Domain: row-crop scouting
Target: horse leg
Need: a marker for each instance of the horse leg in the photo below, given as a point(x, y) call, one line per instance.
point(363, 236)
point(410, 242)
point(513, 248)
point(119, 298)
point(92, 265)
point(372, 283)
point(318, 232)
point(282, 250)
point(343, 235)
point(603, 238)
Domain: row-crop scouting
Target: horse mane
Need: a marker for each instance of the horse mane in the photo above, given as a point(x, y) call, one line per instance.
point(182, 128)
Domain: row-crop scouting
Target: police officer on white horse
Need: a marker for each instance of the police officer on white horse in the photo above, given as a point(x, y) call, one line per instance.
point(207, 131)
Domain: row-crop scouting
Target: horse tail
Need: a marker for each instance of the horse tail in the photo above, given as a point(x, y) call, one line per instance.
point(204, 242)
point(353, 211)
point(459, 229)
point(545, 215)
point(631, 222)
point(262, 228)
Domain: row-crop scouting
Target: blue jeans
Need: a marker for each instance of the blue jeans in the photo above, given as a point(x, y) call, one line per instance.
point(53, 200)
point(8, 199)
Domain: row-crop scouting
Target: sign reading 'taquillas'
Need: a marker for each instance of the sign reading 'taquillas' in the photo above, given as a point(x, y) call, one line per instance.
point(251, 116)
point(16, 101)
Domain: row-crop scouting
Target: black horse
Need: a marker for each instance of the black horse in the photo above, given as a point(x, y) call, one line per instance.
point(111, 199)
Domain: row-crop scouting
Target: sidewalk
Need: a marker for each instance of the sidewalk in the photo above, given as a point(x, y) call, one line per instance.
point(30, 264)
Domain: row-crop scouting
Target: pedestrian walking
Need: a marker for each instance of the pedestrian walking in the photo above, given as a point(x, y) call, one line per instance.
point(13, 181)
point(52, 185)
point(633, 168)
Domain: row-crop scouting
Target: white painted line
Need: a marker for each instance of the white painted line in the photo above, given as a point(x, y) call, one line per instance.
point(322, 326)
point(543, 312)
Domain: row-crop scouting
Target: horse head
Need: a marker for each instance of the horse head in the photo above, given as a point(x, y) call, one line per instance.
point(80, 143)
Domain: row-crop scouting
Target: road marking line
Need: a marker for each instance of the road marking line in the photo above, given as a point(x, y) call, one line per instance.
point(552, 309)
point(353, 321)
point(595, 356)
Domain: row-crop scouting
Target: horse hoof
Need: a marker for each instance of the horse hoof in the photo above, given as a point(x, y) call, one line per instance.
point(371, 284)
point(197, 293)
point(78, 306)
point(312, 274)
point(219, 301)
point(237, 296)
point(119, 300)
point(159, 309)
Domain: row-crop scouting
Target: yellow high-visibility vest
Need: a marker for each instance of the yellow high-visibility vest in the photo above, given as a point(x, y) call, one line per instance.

# Task objective:
Count the lines in the rows above that contain the string "blue", with uppercase and lowercase treated as different. Reply with the number alone.

# The reply:
2